> _Data supplied_
|---|

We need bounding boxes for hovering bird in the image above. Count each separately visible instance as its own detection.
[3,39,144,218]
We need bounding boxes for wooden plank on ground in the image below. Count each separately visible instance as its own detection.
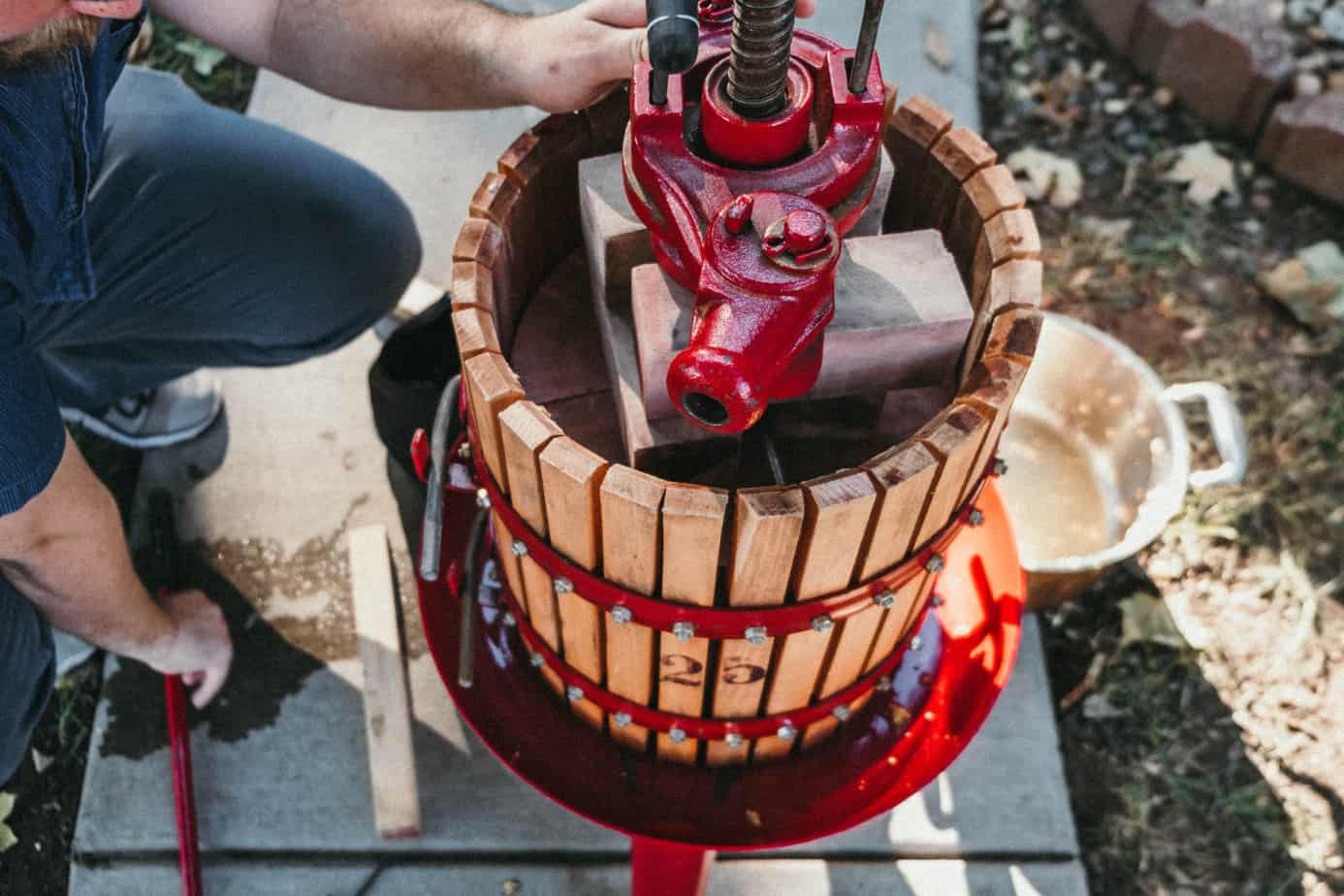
[539,435,607,728]
[657,484,728,763]
[599,466,665,751]
[926,128,999,233]
[498,400,563,656]
[706,486,807,766]
[971,208,1040,314]
[752,470,878,759]
[881,94,951,234]
[349,526,421,838]
[802,442,938,749]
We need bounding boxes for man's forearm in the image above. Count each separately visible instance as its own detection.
[266,0,528,109]
[0,436,174,658]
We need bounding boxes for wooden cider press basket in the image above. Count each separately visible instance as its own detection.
[415,0,1041,893]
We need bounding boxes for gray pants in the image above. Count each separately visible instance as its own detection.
[0,69,421,784]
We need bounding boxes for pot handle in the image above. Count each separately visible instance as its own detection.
[1163,383,1250,489]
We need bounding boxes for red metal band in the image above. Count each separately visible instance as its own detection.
[500,566,930,740]
[467,421,992,639]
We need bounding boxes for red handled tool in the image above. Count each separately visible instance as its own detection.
[149,492,205,896]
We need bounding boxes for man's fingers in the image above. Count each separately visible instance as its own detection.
[588,0,648,28]
[191,666,229,709]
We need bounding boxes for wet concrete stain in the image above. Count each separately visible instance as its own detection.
[102,501,428,759]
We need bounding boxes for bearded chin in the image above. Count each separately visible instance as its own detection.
[0,15,102,69]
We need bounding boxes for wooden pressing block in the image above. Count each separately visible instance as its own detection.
[349,526,421,840]
[630,230,972,421]
[579,150,892,314]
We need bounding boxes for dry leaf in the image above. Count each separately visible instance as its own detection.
[1120,592,1185,649]
[925,21,955,71]
[1167,140,1236,206]
[32,750,56,775]
[0,791,18,853]
[1083,693,1129,719]
[1008,146,1083,208]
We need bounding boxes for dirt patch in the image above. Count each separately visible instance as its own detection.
[981,0,1344,896]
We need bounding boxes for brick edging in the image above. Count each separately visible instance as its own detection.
[1082,0,1344,206]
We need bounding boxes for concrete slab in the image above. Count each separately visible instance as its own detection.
[248,0,979,283]
[70,858,1087,896]
[67,858,377,896]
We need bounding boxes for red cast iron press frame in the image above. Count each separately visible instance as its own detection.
[624,0,885,432]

|---|

> _The problem_
How many lines in the entries above contain the string "wooden"? Case counts, so uppercase and lowercase letters must match. Reply with the number alone.

> _Solution to this problem_
3